__Detalles del problema__:
Según el texto sobre Misia Sert, ¿en qué año llegó Sophie Servais embarazada a San Petersburgo?

[Texto]

Misia Sert tenía orgullo de sus raíces eslavas. Sus mejillas rojas y rollizas fueron admiradas y amadas en secreto por los pintores franceses del fin de siècle que frecuentaban el salón de piano de su departamento en la rue Saint-Florentin de París. Su encanto no se limitaba a su apariencia: no podía, o no quería, pronunciar la “r” gutural del francés. Sus erres fueron vibrantes. Sin ser particularmente bella, era atractiva como ninguna otra mujer de su tiempo. “Mierricí” habría respondido ante la galantería de los amigos de Thadée Natanson, su primer esposo.
La tragedia y la pasión marcaron la vida de la musa desde antes de nacer. Su madre, Sophie Servais, hija del violonchelista belga Adrien-François Servais, llegó embarazada a San Petersburgo en 1872 para confrontar a su marido, el escultor de origen polaco Cyprien Godebski, por una carta anónima que le avisaba de un affaire que él mantenía en esa ciudad. Al descubrir que la amante en cuestión era su propia tía, Sophie se refugió abatida en la residencia de la familia imperial rusa, donde murió después de dar a luz a Marie Sophie Godebska: Misia.

[/Texto]
[Registros de datos]

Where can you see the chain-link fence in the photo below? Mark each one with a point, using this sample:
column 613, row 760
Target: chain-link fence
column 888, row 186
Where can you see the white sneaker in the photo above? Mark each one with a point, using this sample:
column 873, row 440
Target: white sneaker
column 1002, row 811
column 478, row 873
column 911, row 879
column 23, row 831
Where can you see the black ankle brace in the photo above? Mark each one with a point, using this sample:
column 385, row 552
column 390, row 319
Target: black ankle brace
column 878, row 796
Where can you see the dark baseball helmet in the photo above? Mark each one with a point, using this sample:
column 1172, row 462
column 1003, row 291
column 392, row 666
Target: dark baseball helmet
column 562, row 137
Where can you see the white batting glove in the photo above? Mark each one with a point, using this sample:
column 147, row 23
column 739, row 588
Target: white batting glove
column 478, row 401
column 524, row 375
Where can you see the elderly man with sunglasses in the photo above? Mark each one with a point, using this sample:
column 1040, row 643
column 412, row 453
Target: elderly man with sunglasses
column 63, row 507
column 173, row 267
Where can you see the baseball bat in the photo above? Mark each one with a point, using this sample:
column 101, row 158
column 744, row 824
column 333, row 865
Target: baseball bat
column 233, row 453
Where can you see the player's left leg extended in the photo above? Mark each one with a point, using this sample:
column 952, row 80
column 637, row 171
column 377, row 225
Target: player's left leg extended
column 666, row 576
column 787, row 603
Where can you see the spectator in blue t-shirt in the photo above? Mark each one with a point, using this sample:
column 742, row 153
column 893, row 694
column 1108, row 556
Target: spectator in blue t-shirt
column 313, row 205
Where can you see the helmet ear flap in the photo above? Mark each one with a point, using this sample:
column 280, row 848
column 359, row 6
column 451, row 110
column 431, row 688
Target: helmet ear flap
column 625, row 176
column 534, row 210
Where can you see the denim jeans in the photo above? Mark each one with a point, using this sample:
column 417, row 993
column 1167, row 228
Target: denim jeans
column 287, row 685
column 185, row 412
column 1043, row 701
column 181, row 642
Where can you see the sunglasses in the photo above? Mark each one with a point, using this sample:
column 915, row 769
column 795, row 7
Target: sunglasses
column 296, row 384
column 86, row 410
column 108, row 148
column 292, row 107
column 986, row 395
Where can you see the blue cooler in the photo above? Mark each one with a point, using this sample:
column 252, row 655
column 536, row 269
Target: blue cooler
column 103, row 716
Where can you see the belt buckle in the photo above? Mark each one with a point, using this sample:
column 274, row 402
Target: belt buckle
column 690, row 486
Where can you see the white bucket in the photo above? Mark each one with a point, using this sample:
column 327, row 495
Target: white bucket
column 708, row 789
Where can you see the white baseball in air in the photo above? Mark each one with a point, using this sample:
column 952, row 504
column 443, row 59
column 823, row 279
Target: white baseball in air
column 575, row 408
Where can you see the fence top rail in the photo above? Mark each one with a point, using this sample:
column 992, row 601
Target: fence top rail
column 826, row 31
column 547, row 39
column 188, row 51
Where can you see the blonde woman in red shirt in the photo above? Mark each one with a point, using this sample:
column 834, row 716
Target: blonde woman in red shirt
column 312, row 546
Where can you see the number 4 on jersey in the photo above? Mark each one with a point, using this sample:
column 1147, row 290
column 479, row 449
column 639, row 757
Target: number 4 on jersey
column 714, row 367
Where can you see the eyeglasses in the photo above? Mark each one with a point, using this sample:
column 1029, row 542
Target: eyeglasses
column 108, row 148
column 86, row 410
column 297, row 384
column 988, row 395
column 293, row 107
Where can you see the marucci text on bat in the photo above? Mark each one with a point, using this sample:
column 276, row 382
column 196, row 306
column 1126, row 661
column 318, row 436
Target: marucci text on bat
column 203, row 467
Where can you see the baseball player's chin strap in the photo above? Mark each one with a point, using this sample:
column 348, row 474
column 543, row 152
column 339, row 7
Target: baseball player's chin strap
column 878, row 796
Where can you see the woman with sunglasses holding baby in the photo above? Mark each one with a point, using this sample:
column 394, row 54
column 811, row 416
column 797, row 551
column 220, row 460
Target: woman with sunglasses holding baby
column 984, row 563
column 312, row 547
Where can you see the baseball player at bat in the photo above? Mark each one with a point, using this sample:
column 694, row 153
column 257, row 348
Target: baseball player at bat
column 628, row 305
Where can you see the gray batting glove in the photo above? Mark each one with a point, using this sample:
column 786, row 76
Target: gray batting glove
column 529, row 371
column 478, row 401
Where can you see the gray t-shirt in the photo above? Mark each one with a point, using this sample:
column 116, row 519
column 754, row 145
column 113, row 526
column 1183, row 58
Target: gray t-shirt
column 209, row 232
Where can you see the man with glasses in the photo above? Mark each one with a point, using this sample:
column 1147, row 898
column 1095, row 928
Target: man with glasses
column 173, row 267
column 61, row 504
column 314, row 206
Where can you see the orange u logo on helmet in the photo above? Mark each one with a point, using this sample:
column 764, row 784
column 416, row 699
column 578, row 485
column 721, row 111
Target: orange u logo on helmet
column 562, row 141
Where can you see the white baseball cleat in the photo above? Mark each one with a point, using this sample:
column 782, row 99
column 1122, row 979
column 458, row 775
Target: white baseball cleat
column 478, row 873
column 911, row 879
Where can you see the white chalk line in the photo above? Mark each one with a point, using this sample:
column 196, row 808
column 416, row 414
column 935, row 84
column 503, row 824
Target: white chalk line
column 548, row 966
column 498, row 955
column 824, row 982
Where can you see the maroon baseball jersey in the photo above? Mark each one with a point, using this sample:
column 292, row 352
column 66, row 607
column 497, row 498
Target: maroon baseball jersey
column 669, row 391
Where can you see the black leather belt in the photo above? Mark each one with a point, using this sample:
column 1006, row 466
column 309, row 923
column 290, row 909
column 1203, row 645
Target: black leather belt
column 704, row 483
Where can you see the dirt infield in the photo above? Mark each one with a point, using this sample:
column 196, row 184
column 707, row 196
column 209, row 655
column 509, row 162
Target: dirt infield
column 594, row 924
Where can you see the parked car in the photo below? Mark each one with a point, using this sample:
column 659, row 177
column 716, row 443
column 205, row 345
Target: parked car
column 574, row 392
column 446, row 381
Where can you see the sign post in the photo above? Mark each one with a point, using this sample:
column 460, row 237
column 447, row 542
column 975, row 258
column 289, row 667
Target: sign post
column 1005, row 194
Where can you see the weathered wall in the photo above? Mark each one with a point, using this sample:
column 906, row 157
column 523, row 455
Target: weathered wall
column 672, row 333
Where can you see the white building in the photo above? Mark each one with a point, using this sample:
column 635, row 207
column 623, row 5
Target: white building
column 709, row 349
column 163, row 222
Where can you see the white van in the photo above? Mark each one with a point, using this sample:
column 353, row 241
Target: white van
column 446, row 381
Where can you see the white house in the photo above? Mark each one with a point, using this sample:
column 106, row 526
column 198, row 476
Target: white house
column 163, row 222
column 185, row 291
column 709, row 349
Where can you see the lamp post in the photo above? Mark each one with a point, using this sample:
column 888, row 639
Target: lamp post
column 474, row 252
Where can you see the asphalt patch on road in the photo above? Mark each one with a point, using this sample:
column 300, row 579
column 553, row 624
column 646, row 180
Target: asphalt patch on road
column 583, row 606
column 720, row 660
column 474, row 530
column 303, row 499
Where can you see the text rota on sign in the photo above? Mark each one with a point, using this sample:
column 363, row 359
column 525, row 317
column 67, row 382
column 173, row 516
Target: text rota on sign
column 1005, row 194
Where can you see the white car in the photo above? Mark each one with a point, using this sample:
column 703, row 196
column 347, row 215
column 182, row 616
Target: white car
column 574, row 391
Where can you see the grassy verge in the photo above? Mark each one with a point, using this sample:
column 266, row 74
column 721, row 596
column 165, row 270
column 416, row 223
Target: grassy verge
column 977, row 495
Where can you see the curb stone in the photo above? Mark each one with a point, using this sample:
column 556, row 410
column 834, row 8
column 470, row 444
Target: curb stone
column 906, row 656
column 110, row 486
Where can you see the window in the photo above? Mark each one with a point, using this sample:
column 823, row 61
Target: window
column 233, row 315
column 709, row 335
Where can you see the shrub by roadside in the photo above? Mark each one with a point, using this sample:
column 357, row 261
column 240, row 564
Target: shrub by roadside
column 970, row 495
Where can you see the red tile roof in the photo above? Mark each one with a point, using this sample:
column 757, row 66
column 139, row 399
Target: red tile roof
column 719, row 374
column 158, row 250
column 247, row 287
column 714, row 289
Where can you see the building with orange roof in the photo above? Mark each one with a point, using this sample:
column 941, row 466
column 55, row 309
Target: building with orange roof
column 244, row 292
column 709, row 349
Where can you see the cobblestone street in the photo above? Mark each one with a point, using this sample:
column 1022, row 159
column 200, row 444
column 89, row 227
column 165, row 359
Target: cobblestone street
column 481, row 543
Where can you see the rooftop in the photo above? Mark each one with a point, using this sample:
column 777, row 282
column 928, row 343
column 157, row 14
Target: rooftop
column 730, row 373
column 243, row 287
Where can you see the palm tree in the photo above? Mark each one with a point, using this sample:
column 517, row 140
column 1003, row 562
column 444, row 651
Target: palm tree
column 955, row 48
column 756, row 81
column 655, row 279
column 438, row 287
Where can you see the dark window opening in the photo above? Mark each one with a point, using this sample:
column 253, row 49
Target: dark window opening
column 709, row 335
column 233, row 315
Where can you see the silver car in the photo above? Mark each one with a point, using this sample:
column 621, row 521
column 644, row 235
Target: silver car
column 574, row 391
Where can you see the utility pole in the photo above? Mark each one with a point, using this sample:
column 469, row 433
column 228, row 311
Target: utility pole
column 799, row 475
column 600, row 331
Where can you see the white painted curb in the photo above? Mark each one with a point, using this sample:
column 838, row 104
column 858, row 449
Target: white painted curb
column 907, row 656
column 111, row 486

[/Registros de datos]

__Respuesta__:
En 1872.